# GIVEN INSTRUCTION:
Copy out every line of the records below that contains the word "white".

# RECORDS TO PROCESS:
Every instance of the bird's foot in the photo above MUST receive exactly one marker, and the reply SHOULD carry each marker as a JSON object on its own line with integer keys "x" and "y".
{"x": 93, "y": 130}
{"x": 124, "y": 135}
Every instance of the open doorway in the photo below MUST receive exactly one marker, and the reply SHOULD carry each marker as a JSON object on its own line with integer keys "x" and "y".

==

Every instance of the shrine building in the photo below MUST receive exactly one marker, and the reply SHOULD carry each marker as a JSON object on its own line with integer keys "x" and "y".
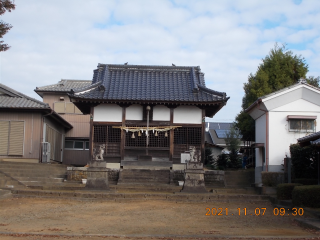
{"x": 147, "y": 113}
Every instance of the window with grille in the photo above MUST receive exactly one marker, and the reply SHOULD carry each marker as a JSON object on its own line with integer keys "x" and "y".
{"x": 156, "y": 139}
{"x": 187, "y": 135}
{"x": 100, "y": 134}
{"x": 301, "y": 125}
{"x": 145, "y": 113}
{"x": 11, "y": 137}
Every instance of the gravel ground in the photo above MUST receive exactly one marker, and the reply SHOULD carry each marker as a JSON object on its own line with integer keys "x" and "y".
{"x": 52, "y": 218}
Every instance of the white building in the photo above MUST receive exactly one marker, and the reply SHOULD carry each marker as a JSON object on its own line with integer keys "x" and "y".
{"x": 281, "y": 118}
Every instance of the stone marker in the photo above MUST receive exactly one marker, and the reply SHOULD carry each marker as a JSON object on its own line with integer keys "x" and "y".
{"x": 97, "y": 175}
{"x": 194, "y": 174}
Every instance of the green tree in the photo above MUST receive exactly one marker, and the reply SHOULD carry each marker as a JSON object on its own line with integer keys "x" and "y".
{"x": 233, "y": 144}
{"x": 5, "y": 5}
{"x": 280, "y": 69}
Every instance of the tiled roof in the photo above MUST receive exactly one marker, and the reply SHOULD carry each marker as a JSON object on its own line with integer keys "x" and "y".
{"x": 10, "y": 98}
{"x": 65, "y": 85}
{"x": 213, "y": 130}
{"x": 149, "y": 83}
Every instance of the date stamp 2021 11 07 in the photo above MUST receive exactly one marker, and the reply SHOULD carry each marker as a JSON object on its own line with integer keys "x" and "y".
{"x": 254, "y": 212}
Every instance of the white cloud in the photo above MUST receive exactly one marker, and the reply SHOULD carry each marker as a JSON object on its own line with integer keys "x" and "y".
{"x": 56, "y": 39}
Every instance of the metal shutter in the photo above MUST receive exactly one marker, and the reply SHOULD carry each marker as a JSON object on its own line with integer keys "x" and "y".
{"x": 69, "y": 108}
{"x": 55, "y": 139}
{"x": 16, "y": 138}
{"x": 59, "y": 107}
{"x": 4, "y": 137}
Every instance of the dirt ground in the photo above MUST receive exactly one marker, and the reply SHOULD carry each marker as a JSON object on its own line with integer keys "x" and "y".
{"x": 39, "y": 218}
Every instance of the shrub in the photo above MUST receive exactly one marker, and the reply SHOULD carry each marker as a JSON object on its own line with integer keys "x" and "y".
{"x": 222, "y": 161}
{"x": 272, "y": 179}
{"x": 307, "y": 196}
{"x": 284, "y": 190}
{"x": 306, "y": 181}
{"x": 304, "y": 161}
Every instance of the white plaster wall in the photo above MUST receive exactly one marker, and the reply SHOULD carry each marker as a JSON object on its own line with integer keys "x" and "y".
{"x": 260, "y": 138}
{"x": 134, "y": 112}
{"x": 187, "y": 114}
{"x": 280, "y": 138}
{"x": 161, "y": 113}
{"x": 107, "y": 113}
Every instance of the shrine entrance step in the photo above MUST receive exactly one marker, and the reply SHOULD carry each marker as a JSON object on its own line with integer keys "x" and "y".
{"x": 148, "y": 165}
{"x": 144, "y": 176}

...

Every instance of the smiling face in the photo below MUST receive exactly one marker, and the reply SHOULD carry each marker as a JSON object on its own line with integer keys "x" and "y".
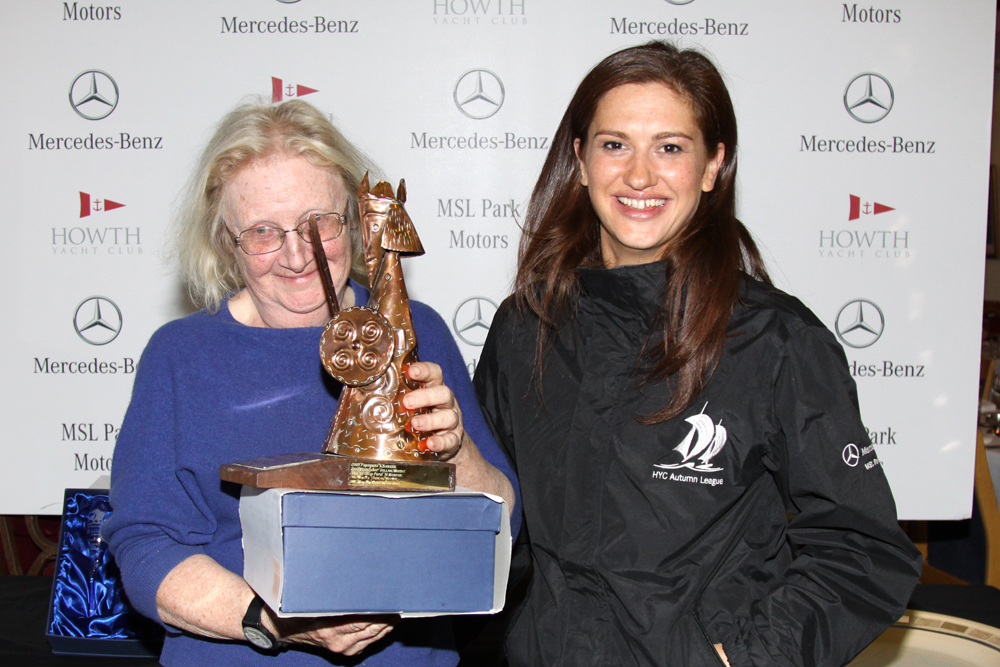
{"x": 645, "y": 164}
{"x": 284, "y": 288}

# RESPONSE:
Every instance of the white building in the photo above MUST receive exactly one marker, and the reply SHOULD carry each marker as a JSON object on its own line with integer keys "x" and "y".
Every instance of the white cloud in the photo above MUST receive exactly one marker, and the reply SHOULD carry each marker as a JSON object on its own line with integer keys "x" and "y".
Every instance of the white plaster wall in the photo above MUST receive exactly one marker, and the reply SHOULD carry each marker as a JSON object on its own line with integer keys "x" and "y".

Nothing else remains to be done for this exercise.